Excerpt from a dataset
========================================================================

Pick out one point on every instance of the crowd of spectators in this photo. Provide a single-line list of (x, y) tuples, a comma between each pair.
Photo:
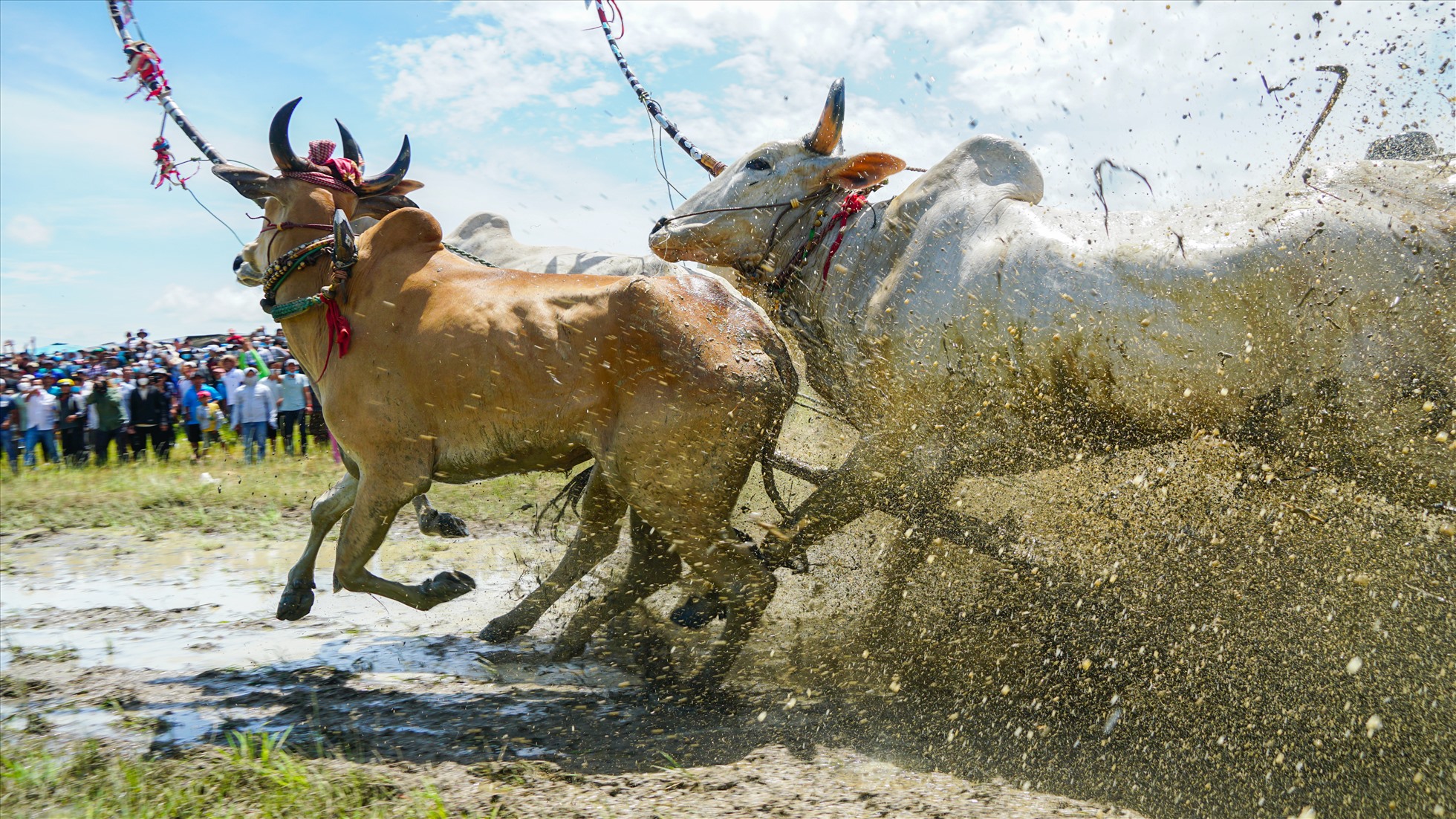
[(72, 407)]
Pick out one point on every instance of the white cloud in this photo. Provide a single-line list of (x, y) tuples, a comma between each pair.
[(207, 311), (28, 230), (1174, 92)]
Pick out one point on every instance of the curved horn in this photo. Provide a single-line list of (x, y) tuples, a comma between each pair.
[(825, 137), (279, 140), (391, 177), (351, 146)]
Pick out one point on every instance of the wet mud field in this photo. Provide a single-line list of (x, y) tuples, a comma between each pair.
[(1186, 630), (160, 646)]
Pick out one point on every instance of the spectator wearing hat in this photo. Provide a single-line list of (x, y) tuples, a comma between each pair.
[(254, 411), (191, 418), (39, 418), (10, 426), (71, 421), (210, 418), (232, 381), (108, 423), (294, 404), (150, 417)]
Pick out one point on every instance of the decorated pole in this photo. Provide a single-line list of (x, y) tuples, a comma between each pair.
[(146, 66), (708, 162)]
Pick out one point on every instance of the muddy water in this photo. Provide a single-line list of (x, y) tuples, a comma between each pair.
[(168, 643), (1189, 630), (181, 605)]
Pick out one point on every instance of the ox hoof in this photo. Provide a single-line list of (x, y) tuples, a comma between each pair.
[(294, 602), (452, 526), (565, 652), (501, 632), (696, 691), (696, 612), (446, 586)]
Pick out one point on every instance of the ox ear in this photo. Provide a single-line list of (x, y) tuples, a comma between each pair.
[(247, 181), (380, 206), (865, 169)]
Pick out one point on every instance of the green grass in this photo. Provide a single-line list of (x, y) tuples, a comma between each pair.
[(271, 499), (255, 777)]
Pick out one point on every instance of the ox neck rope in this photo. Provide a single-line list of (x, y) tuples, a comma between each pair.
[(852, 203), (328, 297)]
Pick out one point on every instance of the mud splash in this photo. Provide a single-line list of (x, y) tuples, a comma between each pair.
[(166, 644)]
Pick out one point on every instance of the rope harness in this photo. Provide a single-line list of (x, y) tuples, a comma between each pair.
[(708, 164), (852, 203), (300, 257)]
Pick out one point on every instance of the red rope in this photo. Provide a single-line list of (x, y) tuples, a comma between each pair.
[(339, 331), (852, 204)]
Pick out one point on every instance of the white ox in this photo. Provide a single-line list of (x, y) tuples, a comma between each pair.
[(963, 328), (488, 236)]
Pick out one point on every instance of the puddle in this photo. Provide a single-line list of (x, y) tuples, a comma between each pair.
[(183, 603)]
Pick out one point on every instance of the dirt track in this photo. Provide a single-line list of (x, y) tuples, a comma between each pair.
[(171, 643), (1187, 630)]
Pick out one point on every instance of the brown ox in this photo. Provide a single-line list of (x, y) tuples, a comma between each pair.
[(673, 385)]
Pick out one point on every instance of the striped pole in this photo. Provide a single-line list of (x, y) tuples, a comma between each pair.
[(711, 165), (163, 94)]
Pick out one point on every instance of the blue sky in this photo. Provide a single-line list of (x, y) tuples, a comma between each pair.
[(519, 109)]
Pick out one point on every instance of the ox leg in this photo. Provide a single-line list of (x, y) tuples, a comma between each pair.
[(596, 538), (297, 595), (376, 505), (653, 566), (436, 522), (743, 583)]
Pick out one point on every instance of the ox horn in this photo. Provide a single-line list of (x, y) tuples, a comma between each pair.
[(392, 175), (279, 140), (350, 146), (825, 137)]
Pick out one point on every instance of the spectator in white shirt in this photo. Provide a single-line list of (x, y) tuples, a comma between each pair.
[(39, 424), (232, 379), (255, 411)]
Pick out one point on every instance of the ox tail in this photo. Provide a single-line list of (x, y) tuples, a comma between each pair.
[(784, 363), (568, 497)]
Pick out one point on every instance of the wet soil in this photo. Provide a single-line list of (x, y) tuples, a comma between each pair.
[(159, 646)]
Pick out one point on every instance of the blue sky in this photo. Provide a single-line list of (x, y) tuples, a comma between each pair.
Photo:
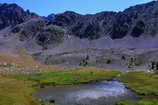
[(45, 7)]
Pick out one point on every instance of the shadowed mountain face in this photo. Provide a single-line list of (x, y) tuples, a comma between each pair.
[(140, 20), (135, 21), (12, 14), (105, 39)]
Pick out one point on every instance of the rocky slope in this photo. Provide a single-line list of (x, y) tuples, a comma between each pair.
[(106, 39)]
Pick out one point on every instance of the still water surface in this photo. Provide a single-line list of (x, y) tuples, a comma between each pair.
[(101, 93)]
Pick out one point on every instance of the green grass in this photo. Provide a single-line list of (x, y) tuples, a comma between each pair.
[(142, 102), (17, 89), (145, 84), (16, 92), (67, 78)]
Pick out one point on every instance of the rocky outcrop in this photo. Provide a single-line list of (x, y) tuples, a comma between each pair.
[(12, 14)]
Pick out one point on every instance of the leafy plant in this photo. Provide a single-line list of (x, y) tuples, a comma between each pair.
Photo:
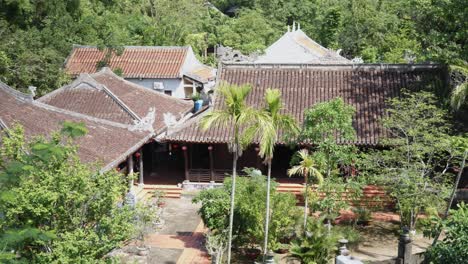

========================================================================

Goal of the exercise —
Update the lines above by changing every "in this photo" to "in this image" and keeping everything else the same. Leave the pictures out of your answer.

Answer below —
Pick out one point on every instance of the crowd of spectators in this image. Provide a single-line list of (x, y) tuples, a comma between each pair.
Photo:
[(72, 407)]
Pick out one point on every instance of the white cloud in this image. Provide a single-line list of (x, y) tuples, a comma between each pair.
[(207, 311), (28, 230), (1174, 92)]
Pick out one point on every instance of the curved horn in this image. Provide a single-line list of (x, y) tuples, a comma between each pair.
[(825, 137), (279, 140), (391, 177), (351, 146)]
Pick out one point on every instance of the wet mud field in this image. Provide a single-line list of (x, y) tuples, a comma between each pair.
[(1186, 630), (160, 646)]
Pick out one point on every instance of the spectator wearing hat in this image. Provide a single-line list of (x, y) tuples, a comma between each pair.
[(254, 411), (191, 418), (39, 418), (10, 426), (71, 421), (210, 418), (232, 381), (108, 423), (294, 404), (150, 417)]
Pick out one point on every instance of the decorated pole in this image. Provide a single-line list of (x, y) tuples, a comma between each pair.
[(146, 66), (708, 162)]
Pick out one point on every instance of the muddy water in this image. Provide a single-line list of (x, y) tuples, a comma between each pair.
[(168, 643), (1189, 630), (181, 605)]
Pick out one point on every instance of the ox hoof in this image. Provide a single-line list of (x, y) tuples, a comma between each pair.
[(294, 602), (452, 526), (565, 652), (501, 632), (696, 691), (696, 612), (446, 586)]
Pick out one point on every instance of the ox ear in this image. Provide a single-line list of (x, y) tuples, a comma between each pair.
[(247, 181), (380, 206), (865, 169)]
Pick out one point on every instance of the green grass in this image. Provide a single-line list of (x, y) tuples, a comma between each pair.
[(271, 499), (255, 777)]
Pick out one point on every instance of the ox neck rope in this image. Provide a single-line list of (x, y) tuples, a comma between each pair.
[(852, 203), (328, 297)]
Pick out one point on every instance of the mud splash in this image. Provide a single-line list of (x, y) tuples, a comma between each pair.
[(166, 644)]
Pick out one point on every instance of the rope harness in this image. Provide a single-line list of (x, y) tuples, a comma between each pair.
[(708, 164), (852, 203), (300, 257)]
Pick out one point on every instance of the red rope in this image. Provide a single-line list of (x, y) tuples, a comma between each pair.
[(339, 331), (852, 204)]
Pick out one point on every instance of the white ox in this image. Provide a single-line list of (x, y) tuples, a comma between each pair.
[(963, 328), (488, 236)]
Pick out one point on every instance of the puddle in this image. Provide a single-line list of (x, y) tuples, a comma between each pair.
[(183, 603)]
Pick out one point on every instance of the dirt track in this image. Provide a single-line list of (x, y) tuples, a comma between each pair.
[(171, 643), (1187, 630)]
Pick out one point on every instance of the brown ox in this image. Provide a single-line list of (x, y) tuples, a comma between each pair.
[(673, 385)]
Pick out one point on every instance of the striped pole in this image. Provide a single-line list of (x, y) tuples, a comma between each pair.
[(711, 165), (163, 94)]
Pick out one point on every instance of the blue sky in this image. Provide a single-line list of (x, y) tuples, a comma between each pair.
[(519, 109)]
Pick out one point on every instance of the ox leg in this image. Provide a single-line list of (x, y) tuples, a comma between each pair.
[(596, 538), (297, 595), (376, 505), (653, 566), (436, 522), (743, 583)]
Pick out one point on every instance of the ox horn in this image. Provide a single-line list of (x, y) tuples, a comma between each pair.
[(392, 175), (279, 140), (350, 146), (825, 137)]
Pick out one point on every instance of the spectator in white shirt in this image. Provide a single-line list of (x, y) tuples, a comma between each pair.
[(39, 424), (232, 379), (255, 411)]
Pick out one point on every instance of the ox tail in this image. Provide a single-line list of (x, y) tuples, a comma between each pair.
[(784, 363), (568, 497)]
Pick out one point on every instance of the wet soil in this image. Provide a single-line list of (x, y) tuples, a comma between each pair.
[(159, 646)]
Pick out one point on every instance of the blue sky in this image. Provide a single-line list of (x, y) tuples, a comma between each pair.
Photo:
[(45, 7)]
Pick out one point on every instance of the shadowed mountain face in this image. Provide a single-line list of (x, y) tuples, a comma between each pair.
[(140, 20), (135, 21), (12, 14), (105, 39)]
Pick out one point on every instance of the rocky slope in this image. Provide a single-line list of (x, y) tuples, a comma between each pair.
[(106, 39)]
Pick out one point on every instance of the still water surface in this image. Provide a single-line list of (x, y) tuples, a comma between each pair.
[(101, 93)]
Pick out one point on every instance of the green grass in this image. Provide a single-line list of (x, y) tuples, a comma between each pair.
[(142, 102), (17, 89), (145, 84), (16, 92), (67, 78)]
Pick out one point on every instance of the rocky outcrop in this image. Provide a single-line list of (x, y) tuples, a comma between each pair.
[(12, 14)]
Pick out one point on every instance of the leafy plant in this image. Provide a single-line list of (x, y) tuples, a comma between each pair.
Photo:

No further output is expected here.